Trecho da página:
+---+
Performance e Saúde admin 4 de outubro de 2010 (3) (112)

Como se recuperar mais rápido (sem mágicas…)

Algumas edições atrás comentamos sobre a importância da recuperação para a melhora da performance. Se o corredor não permitir ao seu corpo recuperar-se entre uma sessão e outra de treino, ou entre ciclos de preparação, dependendo do planejamento seu treinamento servirá apenas para deixá-lo mais cansado e propenso a lesões a cada treino que passa.

Parece fácil reconhecer este tipo de situação, mas se fosse mesmo não teríamos tantos corredores – mesmo os amadores – com lesões típicas de overtraining (excesso de treino) e com inexplicáveis quedas de performance. A realidade é que como os corredores amadores não têm o seu treinamento no topo de suas listas de prioridades, fica até mais difícil realizar uma recuperação ideal.

Enquanto o atleta profissional treina, come e descansa profissionalmente, o amador normalmente encaixa seu treino, às vezes quase profissional, em algum espaço da agenda diária, talvez entre uma reunião e outra no trabalho, acompanhado por uma dieta e um descanso "amadores". Fica então a questão, válida tanto para amadores quanto para profissionais: como otimizar sua recuperação e como saber quando é dia de treino forte e quando é dia de descanso? 

Começando de trás para frente, vamos falar sobre as ferramentas disponíveis para saber o que fazer no dia-a-dia do treinamento. Alguns métodos estão sendo criados e testados, tendo como alvo definir o melhor treino a se fazer, ou não fazer, numa base diária. No entanto, ainda estão longe de estar prontos e disponíveis, apesar dos softwares que já fazem diversos cálculos sobre trabalho realizado, stress de treino e outras variáveis interessantes.

AVALIE-SE DE VEZ EM QUANDO. Para avaliações a longo prazo, uma boa medida é o uso de séries padrão sub-máximas. Sua marca de performance máxima também é um indicador de seu nível de condicionamento, porém adicionar um teste máximo extra em sua planilha a cada 3 ou 4 semanas, só para saber se o treino está andando bem, já seria um passo em direção às lesões e ao overtraining.

Séries sub-máximas e sua subsequente recuperação são muito mais convenientes, e se sua planilha tiver poucos dias você ainda pode fazê-las antes de um treino mais sério. A série pode, dentro de certos limites, ser qualquer uma. Pode ser um 5 km em 30 minutos, podem ser 8 x 400 m em 1:45 com 30 segundos de pausa, enfim, você escolhe, desde que não seja uma série máxima, mas que exija algum esforço.

Tente fazer a série o máximo possível dentro do tempo especificado, não forçando nem ficando pra trás do planejado. Marque sua frequência cardíaca imediatamente ao final da série e 1, 2, 3, 4 e 5 minutos após. Vale usar frequencímetro ou medir em alguma veia (a maioria dos corredores utiliza o pescoço ou o pulso para tal, mas é possível utilizar veias que passam no quadril ou qualquer outra mais superficial).
+---+
Registros:
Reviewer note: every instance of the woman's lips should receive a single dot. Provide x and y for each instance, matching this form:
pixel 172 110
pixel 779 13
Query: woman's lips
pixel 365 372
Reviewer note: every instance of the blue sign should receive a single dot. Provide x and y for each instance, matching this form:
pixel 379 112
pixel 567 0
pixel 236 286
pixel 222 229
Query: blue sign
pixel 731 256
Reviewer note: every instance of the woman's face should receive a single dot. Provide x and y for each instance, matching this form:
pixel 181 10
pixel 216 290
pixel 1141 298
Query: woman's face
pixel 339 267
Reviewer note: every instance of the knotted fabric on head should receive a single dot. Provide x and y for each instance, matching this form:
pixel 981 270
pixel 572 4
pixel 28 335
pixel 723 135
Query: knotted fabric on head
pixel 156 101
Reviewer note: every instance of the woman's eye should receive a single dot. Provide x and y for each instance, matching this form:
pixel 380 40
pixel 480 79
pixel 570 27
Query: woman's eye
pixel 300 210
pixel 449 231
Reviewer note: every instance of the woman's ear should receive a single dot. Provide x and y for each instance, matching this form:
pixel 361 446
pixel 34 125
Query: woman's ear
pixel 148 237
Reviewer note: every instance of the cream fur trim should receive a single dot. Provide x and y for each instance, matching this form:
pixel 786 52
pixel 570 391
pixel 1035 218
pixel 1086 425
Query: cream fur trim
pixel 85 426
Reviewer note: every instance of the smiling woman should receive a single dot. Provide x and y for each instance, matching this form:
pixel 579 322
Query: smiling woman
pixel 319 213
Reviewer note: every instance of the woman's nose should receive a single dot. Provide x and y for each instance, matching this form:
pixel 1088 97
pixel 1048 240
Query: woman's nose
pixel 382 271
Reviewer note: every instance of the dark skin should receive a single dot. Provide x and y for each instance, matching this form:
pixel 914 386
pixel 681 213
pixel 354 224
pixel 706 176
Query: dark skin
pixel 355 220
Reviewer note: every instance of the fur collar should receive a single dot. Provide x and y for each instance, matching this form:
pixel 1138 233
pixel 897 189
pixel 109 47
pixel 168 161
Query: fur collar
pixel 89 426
+---+
O que fazer:
1 – Responda com base no trecho sobre recuperação na corrida:
(a) O que acontece com o corredor que não permite ao corpo recuperar-se entre as sessões de treino?
(b) A cada quantas semanas o texto diz que acrescentar um teste máximo extra já seria um passo em direção às lesões?
(c) Em que momentos se deve marcar a frequência cardíaca após a série?
2 – Continue o trecho sobre recuperação na corrida a partir da última frase apresentada.
Os registros não são necessários aqui.

Respostas:
1 –
(a) Dependendo do planejamento, o treinamento servirá apenas para deixá-lo mais cansado e propenso a lesões a cada treino.
(b) A cada 3 ou 4 semanas.
(c) Imediatamente ao final da série e 1, 2, 3, 4 e 5 minutos depois.

2 –
Você terá uma curva como a da figura, e ao longo do tempo outras séries vão sendo adicionadas ao gráfico, mostrando se seu condicionamento está melhorando ou piorando. Uma melhora de capacidade é indicada por uma menor frequência cardíaca final e também por uma queda mais rápida em direção aos valores de repouso, enquanto a deterioração do condicionamento se evidencia por uma frequência cardíaca que custa a baixar.

Neste dia, faça também uma pequena anotação sobre o que você sentiu durante a série, como grau de esforço de 1 a 10, por exemplo. Lembre-se também de estar sempre descansado na hora de realizar a série, de preferência tendo repousado adequadamente no dia anterior.

Já que ainda não temos ferramentas para saber com certeza o que fazer a cada treino, uma alternativa é que a recuperação seja maximizada a cada treino. Entram aqui diversos produtos e técnicas que prometem – prometem, veja bem – melhorar a recuperação de atletas. Antes de começar a falar deles, é importante saber alguns detalhes.

A maioria das técnicas não é comprovada, isso se devendo a falhas ou faltas de estudos a seu respeito ou mesmo devido aos marcadores de recuperação utilizados, muitas vezes inespecíficos. Um exemplo rápido: estudo mostra que a ingestão de uma determinada proteína logo após o exercício não melhora a performance em um exercício seguinte, porém alguns marcadores celulares de formação de proteínas estão aumentados. Isso quer dizer que a tal proteína acelera a recuperação? Depende… se você só olhar a performance do segundo teste, não; mas é provável que a empresa que vende a proteína em pó irá usar o aumento do marcador para dizer que seu produto acelera a recuperação muscular – o que também não é mentira. Isso é o que irá ocorrer com a maioria das técnicas. Alguns dos indicadores utilizados nas pesquisas podem ser positivos, enquanto outros não se alteram.

FRIO E CALOR. A idéia de hidroterapia é antiga, e os métodos são os mais diversos. Imersão em banheiras de água fria, gelada, quente, ou aplicação de bolsas de água quente ou fria, ou mesmo técnicas que alternem frio e calor são oferecidas aos atletas. A teoria maior é que o frio oferece a diminuição de inchaço e edema, enquanto o calor aumenta a irrigação sanguínea na região, acelerando os processos metabólicos existentes.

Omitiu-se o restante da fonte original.